§ What you need to do
Reproduce verbatim the part of the data below that opens with the line containing "# segment --target tree trunk" and closes with the line containing "[[[143,154],[141,153],[141,161],[142,161],[143,160]]]", including both of those lines.

§ Record set
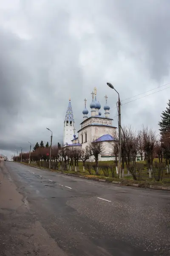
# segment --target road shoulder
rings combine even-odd
[[[66,256],[34,218],[4,163],[0,167],[1,255]]]

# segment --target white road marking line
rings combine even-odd
[[[107,200],[107,199],[104,199],[104,198],[99,198],[99,199],[101,199],[101,200],[104,200],[105,201],[107,201],[107,202],[111,202],[111,201]]]

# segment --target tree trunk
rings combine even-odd
[[[117,156],[116,154],[115,154],[115,165],[116,174],[118,174],[118,168],[117,168]]]
[[[77,171],[79,172],[79,160],[77,160]]]
[[[97,175],[99,175],[99,166],[98,166],[98,157],[95,157],[95,165],[96,165],[96,173]]]
[[[143,154],[141,153],[141,161],[142,161],[143,160]]]
[[[126,157],[125,158],[125,162],[126,163],[126,169],[127,169],[127,172],[128,172],[128,175],[130,175],[130,172],[129,172],[129,166],[128,164],[127,158]]]
[[[122,156],[122,177],[123,179],[124,178],[124,172],[125,172],[125,158],[124,156]]]
[[[83,161],[83,172],[85,172],[85,162]]]
[[[160,154],[158,154],[158,158],[159,159],[159,163],[161,163],[161,159],[160,157]]]

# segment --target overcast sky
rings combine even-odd
[[[62,142],[71,99],[76,127],[97,89],[117,126],[121,100],[170,83],[169,0],[0,0],[0,153]],[[123,125],[158,130],[170,89],[122,102]],[[116,116],[116,117],[115,116]]]

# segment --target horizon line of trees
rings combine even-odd
[[[141,176],[141,172],[144,168],[143,165],[139,165],[136,163],[136,158],[139,155],[142,159],[144,155],[147,161],[147,168],[148,170],[150,178],[152,178],[153,174],[153,168],[157,170],[157,176],[161,178],[161,175],[165,168],[164,165],[164,160],[167,169],[167,173],[170,172],[170,100],[169,100],[168,107],[166,110],[162,112],[161,122],[159,122],[160,134],[158,135],[156,131],[147,127],[142,127],[142,129],[136,132],[131,126],[122,128],[121,140],[121,173],[119,174],[119,177],[124,177],[125,164],[126,166],[128,173],[130,173],[134,179],[139,178]],[[111,151],[115,156],[115,161],[114,163],[114,170],[117,170],[119,152],[118,134],[114,133],[112,134],[115,137],[115,141],[110,143]],[[63,145],[58,143],[54,145],[51,148],[52,163],[56,163],[56,168],[58,168],[60,163],[62,169],[65,170],[73,169],[74,163],[75,171],[77,171],[79,168],[79,161],[82,161],[83,163],[83,170],[85,167],[85,163],[90,160],[93,156],[94,160],[93,169],[96,174],[99,174],[99,157],[105,153],[105,147],[104,144],[100,142],[96,142],[96,138],[94,138],[90,142],[85,150],[83,150],[79,147],[64,147]],[[47,143],[44,146],[42,141],[40,145],[37,143],[31,154],[32,161],[48,162],[49,155],[49,144]],[[20,158],[20,154],[19,158]],[[28,160],[29,152],[23,154],[23,159]],[[156,168],[153,166],[153,160],[158,158],[159,165]],[[16,157],[15,157],[16,158]],[[86,169],[89,172],[89,165],[86,164]],[[105,166],[107,165],[105,165]],[[69,167],[69,166],[70,167]],[[112,165],[113,166],[113,165]],[[116,168],[115,168],[116,167]],[[109,168],[112,168],[110,166]],[[106,171],[106,173],[107,172]],[[156,175],[153,174],[154,176]]]

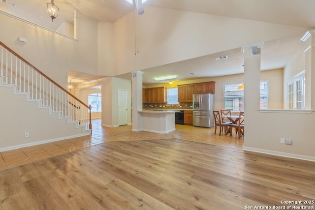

§ Complete answer
# segment --target tree trunk
rings combine even-odd
[[[117,156],[116,154],[115,154],[115,165],[116,174],[118,174],[118,168],[117,168]]]
[[[77,171],[79,172],[79,160],[77,160]]]
[[[97,175],[99,175],[99,166],[98,166],[98,157],[95,157],[95,165],[96,165],[96,173]]]
[[[143,154],[141,153],[141,161],[142,161],[143,160]]]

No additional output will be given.